** Assignment **
When the listing has been read, print it out again in full, word for word.

Records for this exercise START

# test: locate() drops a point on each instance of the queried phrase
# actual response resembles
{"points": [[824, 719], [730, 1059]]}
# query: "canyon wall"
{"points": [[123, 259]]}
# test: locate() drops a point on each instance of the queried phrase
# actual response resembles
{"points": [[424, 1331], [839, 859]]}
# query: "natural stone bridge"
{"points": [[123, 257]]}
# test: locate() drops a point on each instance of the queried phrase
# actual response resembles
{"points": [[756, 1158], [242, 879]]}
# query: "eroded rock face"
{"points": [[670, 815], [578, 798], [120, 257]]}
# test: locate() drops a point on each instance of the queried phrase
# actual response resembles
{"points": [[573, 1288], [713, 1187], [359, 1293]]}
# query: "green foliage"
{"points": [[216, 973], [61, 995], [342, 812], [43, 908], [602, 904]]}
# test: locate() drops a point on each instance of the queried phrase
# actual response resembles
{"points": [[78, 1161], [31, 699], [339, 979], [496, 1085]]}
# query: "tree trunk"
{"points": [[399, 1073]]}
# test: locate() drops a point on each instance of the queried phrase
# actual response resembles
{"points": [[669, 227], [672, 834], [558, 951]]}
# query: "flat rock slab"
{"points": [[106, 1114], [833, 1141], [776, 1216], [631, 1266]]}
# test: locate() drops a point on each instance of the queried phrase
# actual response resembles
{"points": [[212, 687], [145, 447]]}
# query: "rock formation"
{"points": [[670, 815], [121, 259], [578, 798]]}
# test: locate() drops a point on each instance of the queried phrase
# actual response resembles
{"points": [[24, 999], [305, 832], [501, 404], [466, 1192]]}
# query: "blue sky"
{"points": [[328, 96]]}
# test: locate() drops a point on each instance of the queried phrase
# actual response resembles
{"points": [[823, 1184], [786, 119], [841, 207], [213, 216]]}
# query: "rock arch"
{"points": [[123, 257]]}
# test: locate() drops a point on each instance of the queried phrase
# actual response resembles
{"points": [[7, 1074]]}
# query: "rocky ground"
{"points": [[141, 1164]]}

Records for this exercise END

** Answer area **
# test: locate() drops a point on each instance of the queried phrase
# actual response resembles
{"points": [[824, 719], [730, 1059]]}
# query: "canyon wall"
{"points": [[123, 259]]}
# test: locate() drops a point on each instance of the queried phrase
# actual response resembles
{"points": [[424, 1331], [839, 859]]}
# query: "natural stone bridge"
{"points": [[123, 257]]}
# test: locate() drops a point on each instance of the queried phrase
# actual response resembles
{"points": [[756, 1158], [242, 879]]}
# query: "eroded rock face"
{"points": [[670, 815], [578, 798], [120, 257]]}
# test: locate() drops a point on each instance of the queried phrase
# actual response resembles
{"points": [[573, 1288], [713, 1187], [359, 1293]]}
# query: "green foliage"
{"points": [[216, 973], [61, 995], [342, 812], [43, 908], [602, 904]]}
# test: locate() drops a point on each instance of the queried phrase
# actual response resembles
{"points": [[78, 1161], [31, 699], [339, 979], [496, 1085]]}
# query: "tree trunk"
{"points": [[399, 1073]]}
# test: locate() drops a point on each instance of the queried phrase
# actual response resembles
{"points": [[669, 227], [672, 834], [558, 951]]}
# query: "flat rock slab"
{"points": [[106, 1114], [833, 1141], [776, 1216], [631, 1266]]}
# test: locate() drops a point on each instance of the queried phrase
# actual response resembles
{"points": [[212, 687], [145, 447]]}
# query: "rock formation"
{"points": [[670, 815], [121, 259], [578, 798]]}
# test: locate() drops a point on each instance of the queried phrase
# actual response resembles
{"points": [[24, 999], [305, 832], [501, 404], [466, 1192]]}
# query: "blue sky"
{"points": [[328, 96]]}
# test: locate() drops a point on each instance of the queried phrase
# actual response resembles
{"points": [[823, 1184], [786, 119], [841, 207], [213, 216]]}
# query: "rock arch"
{"points": [[123, 257]]}
# test: locate() drops a point on each instance of the queried phrase
# actual response resembles
{"points": [[7, 1074]]}
# query: "rocky ground"
{"points": [[141, 1164]]}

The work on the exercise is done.